:: Przedstawione dane ::
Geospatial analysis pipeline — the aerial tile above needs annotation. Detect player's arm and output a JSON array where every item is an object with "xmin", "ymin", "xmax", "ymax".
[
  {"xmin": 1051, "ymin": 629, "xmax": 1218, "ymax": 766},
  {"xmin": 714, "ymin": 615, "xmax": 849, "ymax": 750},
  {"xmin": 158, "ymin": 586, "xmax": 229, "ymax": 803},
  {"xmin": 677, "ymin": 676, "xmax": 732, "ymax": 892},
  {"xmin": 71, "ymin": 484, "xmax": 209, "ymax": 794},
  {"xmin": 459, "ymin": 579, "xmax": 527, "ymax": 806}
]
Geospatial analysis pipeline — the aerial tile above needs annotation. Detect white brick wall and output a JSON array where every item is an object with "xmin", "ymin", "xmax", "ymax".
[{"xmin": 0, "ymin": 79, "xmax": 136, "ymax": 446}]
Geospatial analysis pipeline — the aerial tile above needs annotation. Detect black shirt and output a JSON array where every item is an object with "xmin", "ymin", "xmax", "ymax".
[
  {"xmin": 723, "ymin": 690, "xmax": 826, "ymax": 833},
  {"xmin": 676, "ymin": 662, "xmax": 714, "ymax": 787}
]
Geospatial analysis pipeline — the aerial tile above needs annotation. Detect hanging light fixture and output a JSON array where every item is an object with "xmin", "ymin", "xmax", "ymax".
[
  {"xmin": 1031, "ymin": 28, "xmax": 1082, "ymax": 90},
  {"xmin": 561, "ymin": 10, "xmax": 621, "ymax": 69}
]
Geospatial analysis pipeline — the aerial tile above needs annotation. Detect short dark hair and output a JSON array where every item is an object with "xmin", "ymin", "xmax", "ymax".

:: Treść zadania ::
Zwróć każdy wiersz powyższych wpisów, w którym występuje słowo „light”. Wielkość liter ma znaczenie.

:: W odpowiedzi ::
Geospatial analysis pipeline — the aerial tile above needs annotation. Detect hanging light fixture and output a JSON array where every item is an object with "xmin", "ymin", "xmax", "ymax".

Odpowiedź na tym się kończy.